[Consigne a]:
Pouvez-vous recopier à l'identique les lignes des entrées ci-dessous, en partant de celle qui contient « Mark a point on each instance of the painted » et en vous arrêtant après celle qui contient « x=608, y=320 », ces deux lignes comprises ?

[Extrait]:
C’est une série de chiffres vraiment épatants que l’on peut découvrir dans le bilan de l’Etude sobrement intitulée «Réenchanter les Champs-Elysées».
Cette étude, réalisée par Philippe Chiambaretta (PCA-Stream) pour le Comité des Champs-Elysées, fut une première fois présentée au public le 10 avril 2019. Pour les étourdis, une nouvelle présentation a eu lieu le 13 février 2020 en lever de rideau, au Pavillon de l’Arsenal, de l’exposition sobrement intitulée Champs-Élysées, histoire & perspectives.
Un lieu – l’Arsenal, bras culturel de l’hôtel de ville – et des dates – à partir du 13 février, en pleine campagne électorale, jusqu’au 10 mai – qui ne doivent bien entendu rien au hasard. Et puis, cela ne fait-il pas toujours plaisir d’apprendre toute une série de prévisions remarquables d’optimisme quand il s’agit de se projeter vers l’avenir, vers 2030 par exemple ? Foin des collapsologues, oyez, oyez !
Ces données précisément chiffrées et destinées à donner le moral sont rangées en cinq chapitres aux titres engageants : Durable, Neutralité carbone, Désirable, Accroissement du confort, Inclusif, chacun d’eux étant divisés en sous-chapitres tous porteurs d’une bonne nouvelle inédite.
Pour la biodiversité par exemple, la surface de strate arbustive des Champs passe ainsi de 32 087m² à 95 141m², soit une hausse de 197%, rien moins. Ils sont communistes les jardiniers de la ville ? Pour la neutralité carbone, pas d’inquiétude puisque le nombre de bâtiments raccordés au réseau de fraîcheur sur le haut de l’avenue passe de 18 à 131, soit une augmentation de 628% tout de même, tandis que la masse de CO² stocké dans les sols organiques fait quant à elle carrément un bond de +1 133 %, la version stakhanoviste de l’énergie renouvelable chez les camarades d’EDF sans doute. Sans oublier évidemment l’augmentation du nombre de bornes wifi (+533%). Que des informations sensationnelles donc, et il y en a 55 comme ça !
Puisqu’il faut bien se restaurer, le nombre de couverts dans les jardins et sur l’avenue basse passera de 440 à 1 672 soit une modeste hausse de 280%. Il y aura d’ailleurs 81 points d’eau potable, contre 10 actuellement (+710% !), ce qui va évidemment ruiner les petits revendeurs d’eau glacée pakistanais pendant les canicules.
Il n’y a en effet pas de place dans cette étude pour le petit commerce, encore qu’elle parvient à prédire la réduction du prix moyen des repas dans les jardins et sur l’avenue basse de 160 à 36,5 € soit -77%. Ce serait bien la première fois de son histoire que baisserait le prix du sandwich à Paris ! Et en prime un tour gratuit de grande roue avec ça ? En tout cas, le casse-croûte bio Made in Paris à 20€ l’abeille, ce doit être bon pour le bilan carbone de l’opération.

[Les données]:
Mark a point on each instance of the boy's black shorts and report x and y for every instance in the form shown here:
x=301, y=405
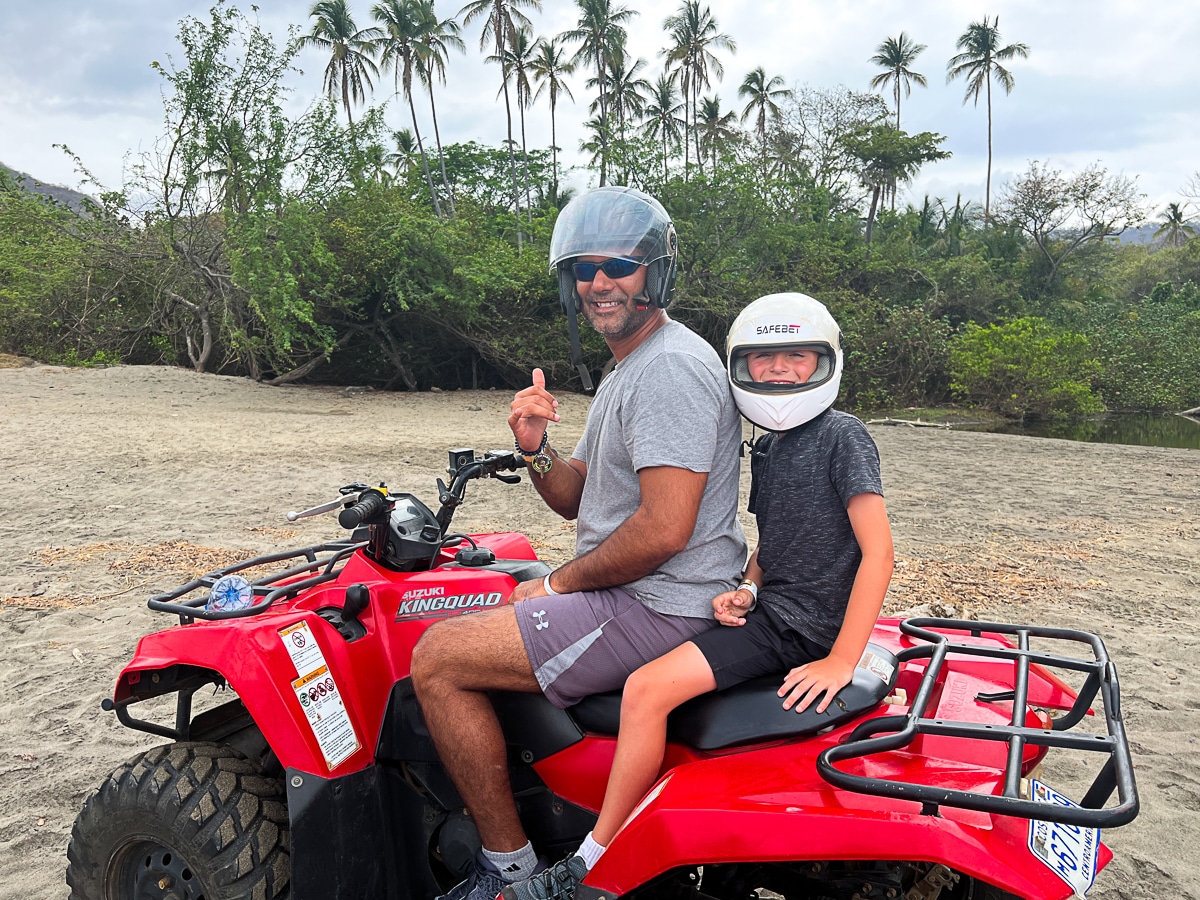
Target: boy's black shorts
x=766, y=645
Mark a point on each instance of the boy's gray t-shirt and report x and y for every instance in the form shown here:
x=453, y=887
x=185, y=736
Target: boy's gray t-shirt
x=667, y=403
x=807, y=546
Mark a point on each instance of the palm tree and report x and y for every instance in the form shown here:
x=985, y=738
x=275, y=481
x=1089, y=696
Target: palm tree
x=438, y=36
x=600, y=34
x=713, y=126
x=1174, y=228
x=351, y=51
x=401, y=30
x=401, y=159
x=695, y=36
x=550, y=66
x=663, y=117
x=502, y=18
x=627, y=90
x=517, y=59
x=895, y=54
x=979, y=64
x=762, y=102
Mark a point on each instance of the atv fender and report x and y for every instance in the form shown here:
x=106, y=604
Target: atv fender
x=772, y=807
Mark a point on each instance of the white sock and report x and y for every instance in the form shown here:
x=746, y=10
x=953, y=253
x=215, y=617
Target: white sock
x=589, y=851
x=515, y=865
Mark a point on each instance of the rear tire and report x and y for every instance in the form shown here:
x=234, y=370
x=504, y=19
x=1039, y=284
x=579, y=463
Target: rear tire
x=183, y=822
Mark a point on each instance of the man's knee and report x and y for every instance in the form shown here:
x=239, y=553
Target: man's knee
x=478, y=652
x=429, y=657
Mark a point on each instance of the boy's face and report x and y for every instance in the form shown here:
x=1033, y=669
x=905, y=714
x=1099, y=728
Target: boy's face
x=785, y=366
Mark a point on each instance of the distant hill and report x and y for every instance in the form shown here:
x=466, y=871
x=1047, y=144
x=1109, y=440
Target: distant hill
x=58, y=192
x=1145, y=234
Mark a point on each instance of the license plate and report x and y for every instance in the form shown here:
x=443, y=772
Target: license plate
x=1069, y=851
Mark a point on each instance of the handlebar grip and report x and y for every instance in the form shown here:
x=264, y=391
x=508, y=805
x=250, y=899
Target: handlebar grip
x=370, y=504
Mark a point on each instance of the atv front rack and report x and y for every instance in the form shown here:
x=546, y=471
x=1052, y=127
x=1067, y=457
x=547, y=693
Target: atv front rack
x=895, y=732
x=321, y=558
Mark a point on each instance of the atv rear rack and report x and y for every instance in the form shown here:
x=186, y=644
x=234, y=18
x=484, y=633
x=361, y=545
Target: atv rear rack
x=267, y=589
x=895, y=732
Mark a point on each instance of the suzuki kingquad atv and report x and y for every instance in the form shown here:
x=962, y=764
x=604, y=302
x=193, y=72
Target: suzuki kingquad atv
x=317, y=779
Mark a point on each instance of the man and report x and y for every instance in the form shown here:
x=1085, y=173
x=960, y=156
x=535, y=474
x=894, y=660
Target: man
x=653, y=484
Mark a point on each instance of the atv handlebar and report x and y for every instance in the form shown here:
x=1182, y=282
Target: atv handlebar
x=370, y=504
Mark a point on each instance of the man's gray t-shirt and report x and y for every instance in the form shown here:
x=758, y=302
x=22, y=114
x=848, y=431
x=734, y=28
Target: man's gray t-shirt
x=667, y=403
x=807, y=546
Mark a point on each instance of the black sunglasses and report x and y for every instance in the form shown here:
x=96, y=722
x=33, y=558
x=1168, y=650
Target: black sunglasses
x=612, y=268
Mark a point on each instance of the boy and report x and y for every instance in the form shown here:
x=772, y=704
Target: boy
x=822, y=564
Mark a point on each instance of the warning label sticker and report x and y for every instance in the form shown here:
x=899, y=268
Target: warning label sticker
x=303, y=648
x=319, y=697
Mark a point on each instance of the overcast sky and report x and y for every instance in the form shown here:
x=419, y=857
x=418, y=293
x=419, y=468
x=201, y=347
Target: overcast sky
x=1107, y=81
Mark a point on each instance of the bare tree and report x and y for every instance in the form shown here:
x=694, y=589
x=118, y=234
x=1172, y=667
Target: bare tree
x=1062, y=213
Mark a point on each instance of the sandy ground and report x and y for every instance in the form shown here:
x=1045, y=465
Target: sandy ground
x=117, y=483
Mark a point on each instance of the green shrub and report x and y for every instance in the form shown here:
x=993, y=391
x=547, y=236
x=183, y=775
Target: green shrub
x=1025, y=367
x=1150, y=351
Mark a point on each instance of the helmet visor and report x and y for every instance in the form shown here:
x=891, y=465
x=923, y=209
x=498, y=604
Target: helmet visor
x=781, y=369
x=618, y=223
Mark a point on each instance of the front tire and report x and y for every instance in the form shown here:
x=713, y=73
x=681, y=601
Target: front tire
x=183, y=822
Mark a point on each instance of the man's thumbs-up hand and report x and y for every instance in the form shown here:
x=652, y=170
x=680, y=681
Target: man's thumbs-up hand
x=532, y=409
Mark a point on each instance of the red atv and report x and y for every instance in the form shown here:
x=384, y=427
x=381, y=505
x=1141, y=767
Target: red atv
x=318, y=780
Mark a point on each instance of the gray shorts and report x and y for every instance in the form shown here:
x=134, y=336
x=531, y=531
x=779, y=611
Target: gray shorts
x=592, y=641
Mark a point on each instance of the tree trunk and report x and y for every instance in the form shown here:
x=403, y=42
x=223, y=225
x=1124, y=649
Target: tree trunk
x=425, y=161
x=987, y=196
x=870, y=217
x=442, y=159
x=197, y=355
x=315, y=363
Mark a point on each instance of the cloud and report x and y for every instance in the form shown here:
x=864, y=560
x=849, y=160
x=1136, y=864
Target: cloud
x=1104, y=81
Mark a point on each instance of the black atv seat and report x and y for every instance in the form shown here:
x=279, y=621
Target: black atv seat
x=753, y=712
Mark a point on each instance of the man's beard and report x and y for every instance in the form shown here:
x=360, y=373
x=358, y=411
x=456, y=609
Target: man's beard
x=618, y=322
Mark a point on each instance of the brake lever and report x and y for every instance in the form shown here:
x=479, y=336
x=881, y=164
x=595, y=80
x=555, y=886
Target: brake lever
x=317, y=510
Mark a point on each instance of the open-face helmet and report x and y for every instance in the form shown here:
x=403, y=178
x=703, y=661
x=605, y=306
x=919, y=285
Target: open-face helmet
x=780, y=323
x=622, y=223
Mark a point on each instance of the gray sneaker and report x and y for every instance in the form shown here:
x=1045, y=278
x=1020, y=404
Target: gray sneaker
x=483, y=883
x=557, y=882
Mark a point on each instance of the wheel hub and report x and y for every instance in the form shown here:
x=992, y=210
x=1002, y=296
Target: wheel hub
x=149, y=870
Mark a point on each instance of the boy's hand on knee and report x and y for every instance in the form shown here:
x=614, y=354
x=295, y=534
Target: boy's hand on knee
x=730, y=609
x=805, y=683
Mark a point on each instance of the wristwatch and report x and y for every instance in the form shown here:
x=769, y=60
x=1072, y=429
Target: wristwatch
x=539, y=460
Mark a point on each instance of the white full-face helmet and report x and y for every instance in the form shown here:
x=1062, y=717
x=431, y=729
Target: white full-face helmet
x=780, y=323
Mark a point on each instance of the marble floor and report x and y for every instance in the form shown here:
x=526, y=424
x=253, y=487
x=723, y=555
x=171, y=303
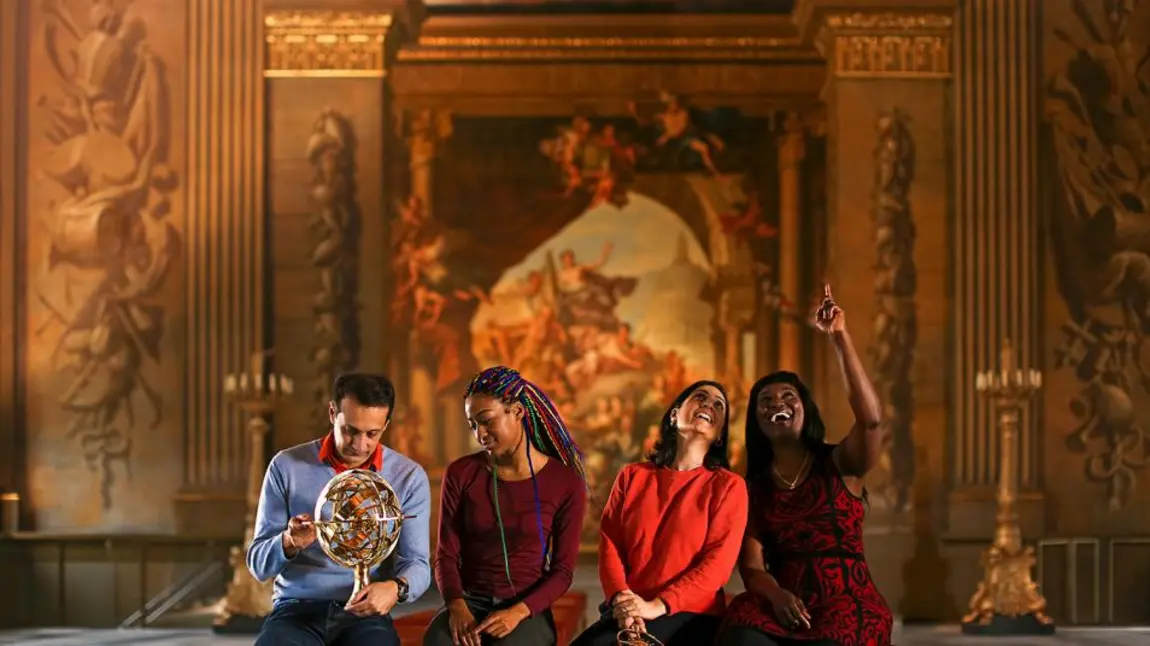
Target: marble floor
x=192, y=629
x=910, y=636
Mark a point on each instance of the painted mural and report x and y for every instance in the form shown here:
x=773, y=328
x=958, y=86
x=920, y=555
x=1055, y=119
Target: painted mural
x=592, y=254
x=608, y=320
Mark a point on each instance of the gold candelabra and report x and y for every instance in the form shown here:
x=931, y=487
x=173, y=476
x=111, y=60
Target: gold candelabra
x=1007, y=600
x=257, y=393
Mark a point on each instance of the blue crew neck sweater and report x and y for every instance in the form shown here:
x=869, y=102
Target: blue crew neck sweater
x=291, y=484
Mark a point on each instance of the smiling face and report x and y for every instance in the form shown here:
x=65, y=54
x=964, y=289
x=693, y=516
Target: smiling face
x=779, y=410
x=498, y=427
x=704, y=412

[Consigne b]:
Quels sont les titres des chapitres entre lesquels l'étude range ses données, d'après l'extrait ?

[Réponse complète a]:
Mark a point on each instance of the painted mural and report x and y for every instance in the form shown here:
x=773, y=328
x=958, y=86
x=920, y=555
x=1055, y=119
Target: painted mural
x=592, y=254
x=608, y=320

[Réponse complète b]:
- Durable
- Neutralité carbone
- Désirable
- Accroissement du confort
- Inclusif